■ DIRECTIVES:
1. In the screening order below, print the passage that runs from "Plaintiff Andre L." to "(ECF No. 13.)".
2. According to the screening order, on what date was the plaintiff's second amended complaint filed?

■ SUPPLIED PASSAGE:
Plaintiff Andre L. Revis (“Plaintiff”) is a state prisoner proceeding pro se in this civil rights action under 42 U.S.C. § 1983. Plaintiff paid the filing fee on November 1, 2022. The Court screened Plaintiff's first amended complaint, and Plaintiff was granted leave to amend. Plaintiff's second amended complaint, filed on February 27, 2023, is currently before the Court for screening. (ECF No. 13.)

I. Screening Requirement and Standard

The Court is required to screen complaints brought by prisoners seeking relief against a governmental entity and/or against an officer or employee of a governmental entity. 28 U.S.C. § 1915A(a). Plaintiff's complaint, or any portion thereof, is subject to dismissal if it is frivolous or malicious, if it fails to state a claim upon which relief may be granted, or if it seeks monetary relief from a defendant who is immune from such relief. 28 U.S.C. §§ 1915A(b).

A complaint must contain “a short and plain statement of the claim showing that the pleader is entitled to relief . . . .” Fed.R.Civ.P. 8(a)(2). Detailed factual allegations are not required, but “[t]hreadbare recitals of the elements of a cause of action, supported by mere conclusory statements, do not suffice.” Ashcroft v. Iqbal, 556 U.S. 662, 678 (2009) (citing Bell Atlantic Corp. v. Twombly, 550 U.S. 544, 555 (2007)). While a plaintiff's allegations are taken as true, courts “are not required to indulge unwarranted inferences.” Doe I v. Wal-Mart Stores, Inc., 572 F.3d 677, 681 (9th Cir. 2009) (internal quotation marks and citation omitted).

To survive screening, Plaintiff's claims must be facially plausible, which requires sufficient factual detail to allow the Court to reasonably infer that each named defendant is liable for the misconduct alleged. Iqbal, 556 U.S. at 678 (quotation marks omitted); Moss v. U.S. Secret Serv., 572 F.3d 962, 969 (9th Cir. 2009). The sheer possibility that a defendant acted unlawfully is not sufficient, and mere consistency with liability falls short of satisfying the plausibility standard. Iqbal, 556 U.S. at 678 (quotation marks omitted); Moss, 572 F.3d at 969.

[Records of labeled points]
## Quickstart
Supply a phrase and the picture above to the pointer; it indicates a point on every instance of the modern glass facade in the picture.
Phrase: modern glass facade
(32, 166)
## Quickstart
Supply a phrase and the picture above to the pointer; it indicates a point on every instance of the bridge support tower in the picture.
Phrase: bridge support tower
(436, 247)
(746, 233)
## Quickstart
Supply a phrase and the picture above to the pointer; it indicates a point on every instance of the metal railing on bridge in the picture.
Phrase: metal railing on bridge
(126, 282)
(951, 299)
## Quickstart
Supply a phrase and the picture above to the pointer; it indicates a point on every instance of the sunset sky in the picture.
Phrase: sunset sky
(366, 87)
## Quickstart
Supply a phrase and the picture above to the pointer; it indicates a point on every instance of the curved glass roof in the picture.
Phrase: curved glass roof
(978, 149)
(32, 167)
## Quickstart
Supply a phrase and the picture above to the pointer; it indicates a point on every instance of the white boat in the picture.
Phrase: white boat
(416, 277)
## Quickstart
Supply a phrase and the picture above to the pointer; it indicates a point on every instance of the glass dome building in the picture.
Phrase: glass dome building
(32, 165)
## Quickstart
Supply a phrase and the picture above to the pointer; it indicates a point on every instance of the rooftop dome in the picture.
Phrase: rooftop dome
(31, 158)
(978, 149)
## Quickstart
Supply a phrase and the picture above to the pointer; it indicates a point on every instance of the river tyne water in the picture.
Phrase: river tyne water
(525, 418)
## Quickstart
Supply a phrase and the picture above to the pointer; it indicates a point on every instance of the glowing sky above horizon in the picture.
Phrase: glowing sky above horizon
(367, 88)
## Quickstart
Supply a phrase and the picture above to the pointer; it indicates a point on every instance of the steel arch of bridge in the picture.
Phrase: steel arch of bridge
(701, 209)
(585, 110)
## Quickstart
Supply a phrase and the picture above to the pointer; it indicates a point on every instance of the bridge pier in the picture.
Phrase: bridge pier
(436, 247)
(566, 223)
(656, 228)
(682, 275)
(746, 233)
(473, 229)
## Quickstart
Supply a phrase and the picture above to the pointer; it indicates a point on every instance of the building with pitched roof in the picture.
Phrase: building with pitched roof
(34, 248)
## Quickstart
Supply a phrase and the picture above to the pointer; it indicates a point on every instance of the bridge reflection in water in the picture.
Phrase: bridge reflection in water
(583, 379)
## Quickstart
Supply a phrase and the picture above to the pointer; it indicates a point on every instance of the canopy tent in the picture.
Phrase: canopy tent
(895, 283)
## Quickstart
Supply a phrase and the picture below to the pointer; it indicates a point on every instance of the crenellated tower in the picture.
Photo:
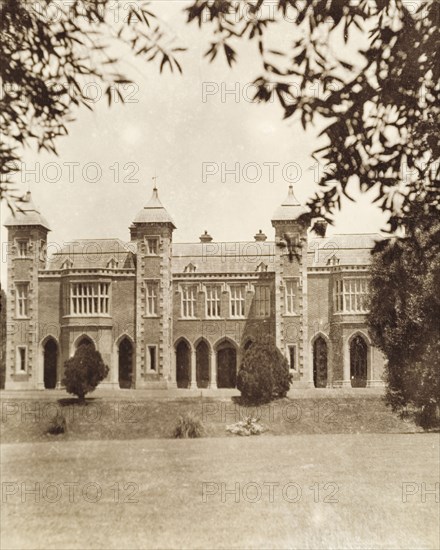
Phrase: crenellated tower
(27, 245)
(152, 231)
(291, 286)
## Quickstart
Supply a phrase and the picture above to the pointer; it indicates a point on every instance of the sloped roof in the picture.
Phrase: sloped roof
(93, 254)
(223, 257)
(348, 249)
(27, 215)
(290, 208)
(154, 212)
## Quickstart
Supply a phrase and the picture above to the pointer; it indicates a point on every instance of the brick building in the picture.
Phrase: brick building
(167, 314)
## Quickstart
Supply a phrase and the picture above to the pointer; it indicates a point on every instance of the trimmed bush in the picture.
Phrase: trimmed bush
(189, 426)
(264, 373)
(84, 371)
(58, 425)
(248, 426)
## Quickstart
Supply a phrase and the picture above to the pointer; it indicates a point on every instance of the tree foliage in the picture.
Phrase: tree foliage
(404, 316)
(264, 373)
(366, 70)
(3, 327)
(49, 51)
(84, 371)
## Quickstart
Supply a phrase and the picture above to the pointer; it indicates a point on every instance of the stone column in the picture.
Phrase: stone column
(193, 374)
(212, 371)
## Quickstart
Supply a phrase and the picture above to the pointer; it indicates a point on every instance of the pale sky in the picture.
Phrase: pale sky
(188, 131)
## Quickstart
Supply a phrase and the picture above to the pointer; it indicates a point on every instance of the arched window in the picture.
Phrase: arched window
(320, 353)
(358, 362)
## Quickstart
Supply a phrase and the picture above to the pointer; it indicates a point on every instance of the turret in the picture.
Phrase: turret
(291, 284)
(152, 231)
(27, 245)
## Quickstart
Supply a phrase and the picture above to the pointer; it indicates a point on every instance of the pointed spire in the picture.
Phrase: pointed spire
(154, 211)
(290, 208)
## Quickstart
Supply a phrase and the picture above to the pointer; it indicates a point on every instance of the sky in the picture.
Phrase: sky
(192, 131)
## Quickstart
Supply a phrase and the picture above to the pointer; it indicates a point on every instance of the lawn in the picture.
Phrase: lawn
(327, 491)
(107, 418)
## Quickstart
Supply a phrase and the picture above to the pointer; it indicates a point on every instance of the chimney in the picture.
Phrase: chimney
(205, 238)
(320, 227)
(260, 236)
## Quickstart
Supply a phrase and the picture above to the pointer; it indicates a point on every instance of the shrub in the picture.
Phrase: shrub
(264, 373)
(248, 426)
(84, 371)
(58, 425)
(189, 426)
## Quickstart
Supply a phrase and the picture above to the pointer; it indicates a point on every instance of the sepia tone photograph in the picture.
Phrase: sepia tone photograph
(220, 274)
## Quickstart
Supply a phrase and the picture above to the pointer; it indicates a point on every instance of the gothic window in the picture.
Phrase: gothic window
(212, 301)
(292, 357)
(189, 301)
(262, 301)
(67, 264)
(152, 246)
(152, 358)
(291, 291)
(22, 248)
(237, 297)
(261, 267)
(88, 299)
(350, 295)
(112, 264)
(190, 268)
(21, 360)
(22, 304)
(152, 299)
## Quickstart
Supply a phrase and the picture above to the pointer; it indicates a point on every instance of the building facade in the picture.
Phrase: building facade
(165, 314)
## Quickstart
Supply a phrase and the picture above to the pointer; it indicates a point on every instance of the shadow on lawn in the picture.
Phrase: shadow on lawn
(68, 401)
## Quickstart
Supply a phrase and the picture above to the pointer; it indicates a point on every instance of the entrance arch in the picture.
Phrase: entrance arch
(183, 364)
(358, 362)
(320, 359)
(226, 365)
(125, 363)
(202, 364)
(84, 341)
(50, 362)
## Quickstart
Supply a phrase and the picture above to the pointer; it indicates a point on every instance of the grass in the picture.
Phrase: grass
(364, 472)
(28, 420)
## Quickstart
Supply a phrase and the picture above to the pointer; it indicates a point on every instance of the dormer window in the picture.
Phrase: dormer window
(334, 260)
(190, 268)
(152, 246)
(22, 248)
(261, 267)
(67, 264)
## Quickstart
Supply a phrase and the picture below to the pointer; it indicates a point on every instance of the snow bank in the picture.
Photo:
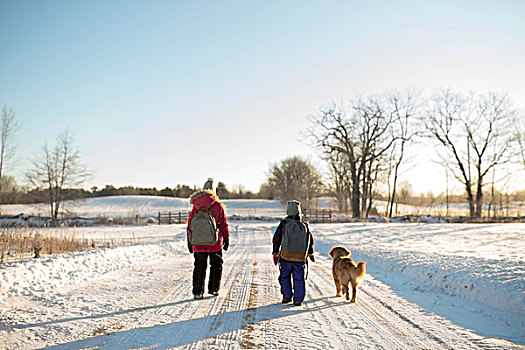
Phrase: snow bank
(479, 262)
(43, 275)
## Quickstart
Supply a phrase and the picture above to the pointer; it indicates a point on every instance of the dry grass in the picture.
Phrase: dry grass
(18, 244)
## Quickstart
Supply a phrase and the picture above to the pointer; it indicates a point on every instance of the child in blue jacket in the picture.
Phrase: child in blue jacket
(292, 244)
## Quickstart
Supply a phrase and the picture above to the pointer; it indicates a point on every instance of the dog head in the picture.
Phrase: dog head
(337, 252)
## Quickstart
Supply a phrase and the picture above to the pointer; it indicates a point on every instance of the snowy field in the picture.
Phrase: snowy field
(428, 286)
(149, 206)
(144, 206)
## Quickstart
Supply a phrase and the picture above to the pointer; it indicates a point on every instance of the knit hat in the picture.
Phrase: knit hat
(293, 208)
(208, 185)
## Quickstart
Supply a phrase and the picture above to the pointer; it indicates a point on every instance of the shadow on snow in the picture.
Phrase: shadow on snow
(189, 331)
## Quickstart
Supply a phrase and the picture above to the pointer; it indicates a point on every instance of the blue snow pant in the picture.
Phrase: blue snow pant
(292, 270)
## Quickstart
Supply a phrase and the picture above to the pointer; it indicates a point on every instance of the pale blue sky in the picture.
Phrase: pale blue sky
(166, 92)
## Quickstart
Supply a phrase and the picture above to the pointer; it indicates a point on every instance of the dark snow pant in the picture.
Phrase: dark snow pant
(292, 270)
(199, 271)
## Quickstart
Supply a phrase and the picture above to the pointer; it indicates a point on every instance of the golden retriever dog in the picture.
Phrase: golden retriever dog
(346, 271)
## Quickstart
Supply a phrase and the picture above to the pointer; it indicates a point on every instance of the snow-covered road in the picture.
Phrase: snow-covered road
(148, 305)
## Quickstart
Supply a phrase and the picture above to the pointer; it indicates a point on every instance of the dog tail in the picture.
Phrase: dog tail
(361, 269)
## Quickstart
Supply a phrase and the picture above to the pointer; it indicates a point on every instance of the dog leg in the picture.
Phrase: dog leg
(337, 287)
(354, 291)
(345, 292)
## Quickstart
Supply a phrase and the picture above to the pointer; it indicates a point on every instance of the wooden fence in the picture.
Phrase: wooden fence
(317, 216)
(173, 217)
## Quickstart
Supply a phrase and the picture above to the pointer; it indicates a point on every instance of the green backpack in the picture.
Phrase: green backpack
(203, 228)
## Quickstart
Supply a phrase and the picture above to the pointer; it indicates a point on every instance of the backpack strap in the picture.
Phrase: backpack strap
(212, 205)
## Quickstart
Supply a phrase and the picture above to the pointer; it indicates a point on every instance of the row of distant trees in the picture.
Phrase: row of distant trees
(365, 142)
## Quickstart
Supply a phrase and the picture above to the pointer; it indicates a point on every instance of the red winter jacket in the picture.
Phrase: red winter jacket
(202, 200)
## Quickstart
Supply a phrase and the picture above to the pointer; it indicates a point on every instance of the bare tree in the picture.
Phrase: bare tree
(295, 178)
(55, 169)
(475, 136)
(406, 109)
(339, 180)
(360, 139)
(520, 138)
(9, 127)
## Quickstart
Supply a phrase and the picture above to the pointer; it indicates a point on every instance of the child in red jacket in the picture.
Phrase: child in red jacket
(206, 199)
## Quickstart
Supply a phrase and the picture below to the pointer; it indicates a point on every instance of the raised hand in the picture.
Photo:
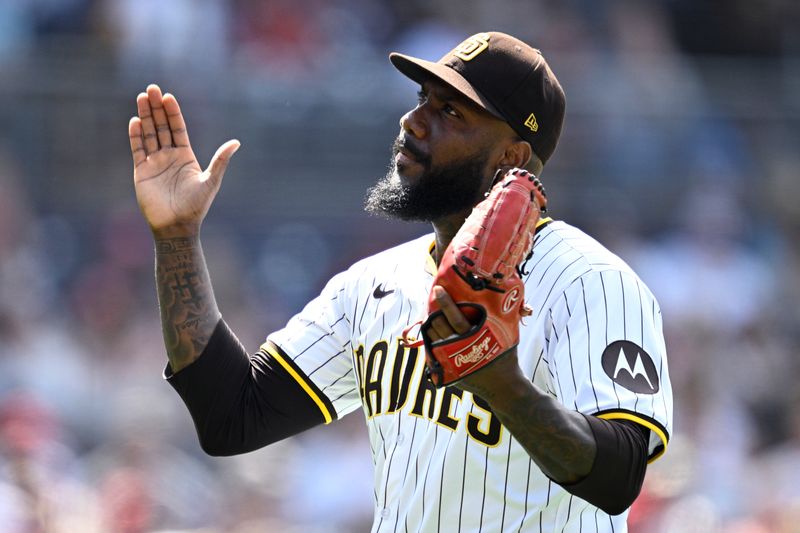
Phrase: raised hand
(173, 192)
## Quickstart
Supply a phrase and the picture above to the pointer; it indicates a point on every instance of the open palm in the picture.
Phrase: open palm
(173, 191)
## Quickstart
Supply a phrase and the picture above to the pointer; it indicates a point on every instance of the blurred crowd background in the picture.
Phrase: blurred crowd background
(680, 152)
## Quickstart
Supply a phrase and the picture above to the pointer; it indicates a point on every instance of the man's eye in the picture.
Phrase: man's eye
(450, 110)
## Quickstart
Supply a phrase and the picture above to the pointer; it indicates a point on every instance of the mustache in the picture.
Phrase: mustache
(409, 146)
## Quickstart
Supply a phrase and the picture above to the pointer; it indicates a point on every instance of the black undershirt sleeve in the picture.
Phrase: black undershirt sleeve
(619, 466)
(238, 402)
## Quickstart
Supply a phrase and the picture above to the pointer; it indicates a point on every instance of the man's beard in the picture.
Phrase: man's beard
(438, 193)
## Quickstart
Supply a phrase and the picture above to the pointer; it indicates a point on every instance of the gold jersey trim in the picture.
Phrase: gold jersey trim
(643, 421)
(301, 380)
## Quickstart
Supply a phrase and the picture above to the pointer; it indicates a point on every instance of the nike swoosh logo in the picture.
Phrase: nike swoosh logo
(380, 293)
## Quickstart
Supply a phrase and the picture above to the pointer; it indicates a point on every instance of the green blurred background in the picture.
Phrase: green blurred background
(680, 151)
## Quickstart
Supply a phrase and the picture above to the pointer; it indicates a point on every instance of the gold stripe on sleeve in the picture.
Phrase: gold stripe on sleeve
(300, 380)
(618, 415)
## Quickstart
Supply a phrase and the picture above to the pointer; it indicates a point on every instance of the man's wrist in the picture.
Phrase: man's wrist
(176, 231)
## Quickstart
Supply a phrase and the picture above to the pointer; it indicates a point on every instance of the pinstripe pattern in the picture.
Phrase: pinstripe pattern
(441, 462)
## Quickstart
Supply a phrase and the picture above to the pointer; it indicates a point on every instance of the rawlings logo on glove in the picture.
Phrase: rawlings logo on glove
(480, 270)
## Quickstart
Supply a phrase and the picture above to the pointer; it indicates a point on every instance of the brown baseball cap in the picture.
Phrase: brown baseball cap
(505, 76)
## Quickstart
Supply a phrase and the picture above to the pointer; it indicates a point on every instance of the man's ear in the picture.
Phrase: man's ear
(517, 154)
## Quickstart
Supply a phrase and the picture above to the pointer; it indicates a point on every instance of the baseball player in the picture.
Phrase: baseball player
(553, 434)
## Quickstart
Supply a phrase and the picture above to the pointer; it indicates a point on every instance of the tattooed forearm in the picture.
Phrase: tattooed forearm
(560, 441)
(189, 311)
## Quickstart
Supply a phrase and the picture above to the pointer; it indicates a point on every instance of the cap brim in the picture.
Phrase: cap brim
(420, 70)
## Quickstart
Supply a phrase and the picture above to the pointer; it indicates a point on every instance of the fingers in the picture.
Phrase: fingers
(137, 141)
(156, 101)
(216, 169)
(176, 124)
(453, 322)
(148, 126)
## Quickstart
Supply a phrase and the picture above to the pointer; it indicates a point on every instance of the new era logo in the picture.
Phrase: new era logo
(531, 123)
(472, 46)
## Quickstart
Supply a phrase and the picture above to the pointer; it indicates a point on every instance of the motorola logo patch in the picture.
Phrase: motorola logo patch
(629, 366)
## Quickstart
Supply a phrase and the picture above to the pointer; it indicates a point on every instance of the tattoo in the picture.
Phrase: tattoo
(189, 311)
(558, 440)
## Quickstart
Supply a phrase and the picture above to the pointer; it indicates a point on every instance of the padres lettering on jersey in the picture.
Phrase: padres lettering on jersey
(594, 342)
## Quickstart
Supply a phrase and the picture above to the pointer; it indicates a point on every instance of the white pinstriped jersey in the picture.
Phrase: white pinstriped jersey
(443, 462)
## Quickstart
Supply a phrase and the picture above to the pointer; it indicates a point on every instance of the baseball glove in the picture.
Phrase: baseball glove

■ EXERCISE SOLUTIONS:
1.
Plaintiff Andre L. Revis (“Plaintiff”) is a state prisoner proceeding pro se in this civil rights action under 42 U.S.C. § 1983. Plaintiff paid the filing fee on November 1, 2022. The Court screened Plaintiff's first amended complaint, and Plaintiff was granted leave to amend. Plaintiff's second amended complaint, filed on February 27, 2023, is currently before the Court for screening. (ECF No. 13.)

2. February 27, 2023